■ TASK BRIEF: Reproduce every one of the following records verbatim, leaving the pictures out of your copy.

■ INFORMATION PROVIDED:
────────────────

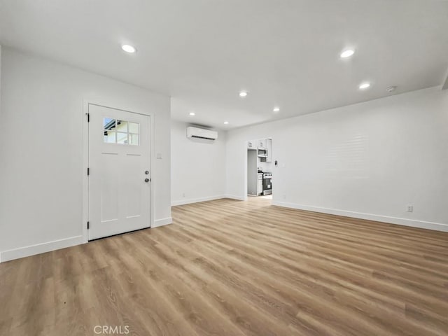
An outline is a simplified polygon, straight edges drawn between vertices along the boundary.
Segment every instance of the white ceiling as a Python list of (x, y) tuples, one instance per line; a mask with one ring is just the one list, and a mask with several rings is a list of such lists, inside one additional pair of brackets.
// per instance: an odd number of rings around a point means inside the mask
[(0, 0), (1, 44), (168, 94), (173, 118), (220, 128), (442, 85), (447, 32), (440, 0)]

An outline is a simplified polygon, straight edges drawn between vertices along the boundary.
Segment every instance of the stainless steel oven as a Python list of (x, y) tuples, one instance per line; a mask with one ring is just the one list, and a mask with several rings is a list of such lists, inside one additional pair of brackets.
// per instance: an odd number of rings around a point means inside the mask
[(272, 173), (263, 173), (263, 195), (272, 193)]

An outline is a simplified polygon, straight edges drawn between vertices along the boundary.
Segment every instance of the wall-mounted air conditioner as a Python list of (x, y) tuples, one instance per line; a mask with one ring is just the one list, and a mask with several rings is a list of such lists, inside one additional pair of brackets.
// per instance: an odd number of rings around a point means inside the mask
[(187, 127), (187, 138), (206, 139), (208, 140), (216, 140), (218, 132), (197, 127)]

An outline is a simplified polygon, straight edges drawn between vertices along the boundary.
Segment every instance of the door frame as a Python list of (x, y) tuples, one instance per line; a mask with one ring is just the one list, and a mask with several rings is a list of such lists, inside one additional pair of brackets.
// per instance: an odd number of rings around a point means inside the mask
[(89, 218), (89, 180), (87, 175), (87, 168), (89, 167), (89, 122), (88, 121), (88, 113), (89, 112), (89, 105), (97, 105), (102, 107), (106, 107), (107, 108), (113, 108), (115, 110), (122, 111), (123, 112), (129, 112), (131, 113), (136, 113), (142, 115), (146, 115), (149, 117), (149, 157), (150, 157), (150, 165), (149, 177), (151, 178), (149, 186), (149, 218), (150, 218), (150, 227), (154, 226), (154, 188), (153, 188), (153, 183), (154, 179), (154, 169), (155, 164), (155, 158), (154, 157), (155, 148), (155, 127), (154, 127), (154, 113), (151, 112), (146, 112), (139, 111), (139, 109), (129, 108), (119, 104), (115, 104), (108, 102), (101, 101), (98, 99), (83, 99), (83, 221), (81, 223), (82, 232), (83, 232), (83, 241), (84, 243), (88, 243), (88, 233), (87, 229), (87, 222)]

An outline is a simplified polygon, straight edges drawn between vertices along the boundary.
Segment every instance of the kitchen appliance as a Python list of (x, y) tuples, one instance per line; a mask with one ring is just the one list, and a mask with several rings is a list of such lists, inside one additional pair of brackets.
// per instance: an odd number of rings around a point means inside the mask
[(272, 193), (272, 173), (265, 172), (263, 173), (263, 195)]
[(263, 173), (258, 173), (257, 174), (257, 176), (258, 176), (258, 186), (257, 186), (257, 195), (263, 195), (263, 181), (265, 181), (263, 179)]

────────────────

■ EXERCISE ANSWER:
An outline is a simplified polygon, straight edges drawn between vertices along the boundary.
Segment every instance of the white ceiling as a Python list of (x, y) tuples, one instance per line; a mask with one ring is just the one list, and a mask with several rings is a list of such lists, inside one additional pair of brackets.
// per instance: an odd number of rings around a point means inside the mask
[(0, 0), (1, 44), (168, 94), (173, 118), (220, 128), (442, 85), (447, 32), (440, 0)]

An outline is a simplified polygon, straight edges drawn between vertices along the boundary.
Segment every instance of the stainless steel oven as a Python list of (x, y) tuples, one instance per line; a mask with one ring is just the one list, and a mask with several rings is a list of such lists, inside one additional pair of brackets.
// per instance: an odd number of rings around a point means inside the mask
[(272, 173), (263, 173), (263, 195), (272, 193)]

An outline is a simplified polygon, straight edges drawn between vertices along the boundary.
Segment every instance of the wall-mounted air conditioner as a Python list of (x, y) tuples, one instance per line; a mask with one ring is just the one list, and a mask with several rings is a list of such lists, inside one additional pair of brackets.
// per instance: an odd number of rings around a point means inside the mask
[(187, 127), (187, 138), (206, 139), (208, 140), (216, 140), (218, 132), (197, 127)]

An outline is a simplified polygon, straight edges drawn between vertices along the boundary.
Segment every instance of the door frame as a Python list of (x, y) tuples, one instance per line; a mask with one ring is just the one list, and a mask with several rings is a list of such lists, inside one additional pair of brackets.
// per instance: an odd number of rings around a point means inside the mask
[(89, 218), (89, 180), (87, 175), (87, 168), (89, 167), (89, 122), (88, 121), (88, 113), (89, 112), (89, 105), (97, 105), (102, 107), (106, 107), (107, 108), (113, 108), (115, 110), (122, 111), (123, 112), (129, 112), (131, 113), (136, 113), (142, 115), (146, 115), (149, 117), (149, 157), (150, 157), (150, 165), (149, 177), (151, 178), (149, 186), (149, 218), (150, 218), (150, 227), (154, 226), (154, 188), (153, 188), (153, 183), (154, 179), (154, 169), (155, 164), (155, 158), (154, 157), (155, 148), (155, 127), (154, 127), (154, 113), (151, 112), (146, 112), (139, 111), (139, 109), (129, 108), (119, 104), (115, 104), (108, 102), (101, 101), (98, 99), (83, 99), (83, 221), (81, 223), (82, 232), (83, 232), (83, 241), (84, 243), (88, 243), (88, 233), (87, 229), (87, 222)]

An outline is a simplified polygon, straight edges drawn between vertices along the boundary.
Segment every instance of the kitchen appliance as a Python list of (x, y) tuples, one instance per line; a mask with one ring is just the one list, and a mask with several rings is a list of such lists, inside one additional pair of brackets.
// per instance: an odd number of rings around a point means inside the mask
[(272, 193), (272, 173), (265, 172), (263, 173), (263, 195)]
[(263, 173), (258, 173), (257, 174), (257, 176), (258, 176), (258, 186), (257, 186), (257, 195), (263, 195), (263, 181), (265, 181), (263, 179)]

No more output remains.